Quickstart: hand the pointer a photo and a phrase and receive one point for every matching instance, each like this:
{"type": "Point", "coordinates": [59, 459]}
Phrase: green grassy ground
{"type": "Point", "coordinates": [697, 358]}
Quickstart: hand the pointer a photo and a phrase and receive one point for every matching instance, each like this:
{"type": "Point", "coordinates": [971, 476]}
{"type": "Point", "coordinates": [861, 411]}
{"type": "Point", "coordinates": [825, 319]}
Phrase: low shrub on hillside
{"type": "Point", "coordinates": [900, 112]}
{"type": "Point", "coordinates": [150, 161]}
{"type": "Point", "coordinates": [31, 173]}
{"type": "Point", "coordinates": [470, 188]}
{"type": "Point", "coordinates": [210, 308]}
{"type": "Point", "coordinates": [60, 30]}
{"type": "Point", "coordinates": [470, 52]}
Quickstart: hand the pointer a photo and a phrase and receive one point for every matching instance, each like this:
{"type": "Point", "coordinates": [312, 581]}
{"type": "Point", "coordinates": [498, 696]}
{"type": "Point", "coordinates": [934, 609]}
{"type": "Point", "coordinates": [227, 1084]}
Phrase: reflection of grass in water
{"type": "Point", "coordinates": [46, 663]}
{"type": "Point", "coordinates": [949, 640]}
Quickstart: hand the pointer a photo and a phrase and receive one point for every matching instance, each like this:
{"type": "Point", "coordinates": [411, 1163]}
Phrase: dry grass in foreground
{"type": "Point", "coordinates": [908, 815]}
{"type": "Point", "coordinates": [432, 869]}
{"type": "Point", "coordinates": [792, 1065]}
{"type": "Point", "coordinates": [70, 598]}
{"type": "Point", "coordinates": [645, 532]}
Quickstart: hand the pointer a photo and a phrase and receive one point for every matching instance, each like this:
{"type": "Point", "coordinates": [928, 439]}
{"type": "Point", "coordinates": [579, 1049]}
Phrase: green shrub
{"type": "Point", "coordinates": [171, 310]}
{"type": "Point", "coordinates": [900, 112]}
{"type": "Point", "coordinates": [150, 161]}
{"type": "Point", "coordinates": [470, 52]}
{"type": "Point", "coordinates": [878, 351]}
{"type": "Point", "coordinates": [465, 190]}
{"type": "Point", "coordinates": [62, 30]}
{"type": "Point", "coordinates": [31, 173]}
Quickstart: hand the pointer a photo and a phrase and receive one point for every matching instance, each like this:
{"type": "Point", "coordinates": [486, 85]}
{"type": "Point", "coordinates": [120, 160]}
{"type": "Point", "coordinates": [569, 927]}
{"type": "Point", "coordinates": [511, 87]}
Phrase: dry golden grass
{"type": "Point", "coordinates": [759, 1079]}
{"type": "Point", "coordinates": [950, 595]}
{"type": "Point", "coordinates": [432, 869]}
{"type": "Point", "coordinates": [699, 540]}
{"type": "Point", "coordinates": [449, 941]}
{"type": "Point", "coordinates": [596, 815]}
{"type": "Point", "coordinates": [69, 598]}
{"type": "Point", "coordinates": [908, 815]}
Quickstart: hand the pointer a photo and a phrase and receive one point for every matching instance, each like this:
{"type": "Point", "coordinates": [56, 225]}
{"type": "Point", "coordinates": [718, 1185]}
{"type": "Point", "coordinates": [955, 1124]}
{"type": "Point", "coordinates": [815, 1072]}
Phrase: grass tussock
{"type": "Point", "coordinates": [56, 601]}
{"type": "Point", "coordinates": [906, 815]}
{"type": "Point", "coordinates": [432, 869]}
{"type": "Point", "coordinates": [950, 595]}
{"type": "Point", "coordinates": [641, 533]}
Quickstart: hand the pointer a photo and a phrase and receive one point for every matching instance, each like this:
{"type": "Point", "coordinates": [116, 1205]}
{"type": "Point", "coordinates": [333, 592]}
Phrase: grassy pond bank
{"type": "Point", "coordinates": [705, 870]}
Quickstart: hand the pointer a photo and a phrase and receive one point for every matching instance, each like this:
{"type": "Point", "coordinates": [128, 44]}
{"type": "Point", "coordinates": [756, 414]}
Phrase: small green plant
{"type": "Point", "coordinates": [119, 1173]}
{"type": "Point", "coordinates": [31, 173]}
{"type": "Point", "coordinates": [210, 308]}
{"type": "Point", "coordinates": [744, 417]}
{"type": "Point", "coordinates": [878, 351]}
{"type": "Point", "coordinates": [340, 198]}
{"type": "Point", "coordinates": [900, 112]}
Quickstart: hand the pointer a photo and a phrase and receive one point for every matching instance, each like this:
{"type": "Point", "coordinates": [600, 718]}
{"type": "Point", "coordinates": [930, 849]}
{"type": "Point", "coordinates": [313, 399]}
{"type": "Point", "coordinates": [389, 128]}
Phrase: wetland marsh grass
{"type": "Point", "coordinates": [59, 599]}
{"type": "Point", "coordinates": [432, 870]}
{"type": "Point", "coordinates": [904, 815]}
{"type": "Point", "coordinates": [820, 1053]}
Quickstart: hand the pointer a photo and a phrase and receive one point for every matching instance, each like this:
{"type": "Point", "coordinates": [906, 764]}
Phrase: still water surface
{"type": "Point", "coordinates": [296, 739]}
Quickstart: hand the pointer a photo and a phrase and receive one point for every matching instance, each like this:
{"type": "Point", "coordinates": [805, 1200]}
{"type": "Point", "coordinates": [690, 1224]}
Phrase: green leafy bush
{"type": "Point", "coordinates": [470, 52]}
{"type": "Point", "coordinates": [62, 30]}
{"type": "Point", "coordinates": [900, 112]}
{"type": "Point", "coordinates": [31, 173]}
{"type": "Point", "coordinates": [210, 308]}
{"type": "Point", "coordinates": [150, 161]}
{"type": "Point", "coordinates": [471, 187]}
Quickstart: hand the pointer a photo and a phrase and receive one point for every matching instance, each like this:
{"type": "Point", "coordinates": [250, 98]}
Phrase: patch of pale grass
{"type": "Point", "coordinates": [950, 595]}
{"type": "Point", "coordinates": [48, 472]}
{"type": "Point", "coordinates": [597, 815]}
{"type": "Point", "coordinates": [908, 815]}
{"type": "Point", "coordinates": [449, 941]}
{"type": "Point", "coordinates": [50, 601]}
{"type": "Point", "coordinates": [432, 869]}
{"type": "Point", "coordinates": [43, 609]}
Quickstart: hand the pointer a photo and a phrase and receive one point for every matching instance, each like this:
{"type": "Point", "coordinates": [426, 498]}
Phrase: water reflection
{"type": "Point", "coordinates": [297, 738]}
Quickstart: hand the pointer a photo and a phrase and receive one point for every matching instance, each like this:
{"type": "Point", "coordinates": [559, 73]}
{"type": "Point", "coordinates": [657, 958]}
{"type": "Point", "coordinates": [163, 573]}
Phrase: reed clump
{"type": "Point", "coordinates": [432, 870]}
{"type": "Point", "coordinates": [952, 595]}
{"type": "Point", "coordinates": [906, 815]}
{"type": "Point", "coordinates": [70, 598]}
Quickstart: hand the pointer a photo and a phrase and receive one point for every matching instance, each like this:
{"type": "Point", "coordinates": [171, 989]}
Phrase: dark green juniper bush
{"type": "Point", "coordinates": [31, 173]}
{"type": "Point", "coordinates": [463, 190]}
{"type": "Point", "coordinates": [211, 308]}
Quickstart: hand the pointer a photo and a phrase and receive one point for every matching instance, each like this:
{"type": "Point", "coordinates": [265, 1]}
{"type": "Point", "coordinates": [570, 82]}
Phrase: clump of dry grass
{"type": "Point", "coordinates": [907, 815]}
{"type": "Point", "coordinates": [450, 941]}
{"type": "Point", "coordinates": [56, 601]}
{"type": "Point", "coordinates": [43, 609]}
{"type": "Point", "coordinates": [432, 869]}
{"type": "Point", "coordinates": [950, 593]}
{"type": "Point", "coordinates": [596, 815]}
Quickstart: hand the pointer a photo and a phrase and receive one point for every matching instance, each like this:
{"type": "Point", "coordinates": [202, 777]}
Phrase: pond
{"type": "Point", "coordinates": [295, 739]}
········
What you need to do.
Collect every line above that contains the word "water", treating case as significant.

Exercise solution.
Phrase: reflection of grass in water
Phrase: still water surface
Phrase: water reflection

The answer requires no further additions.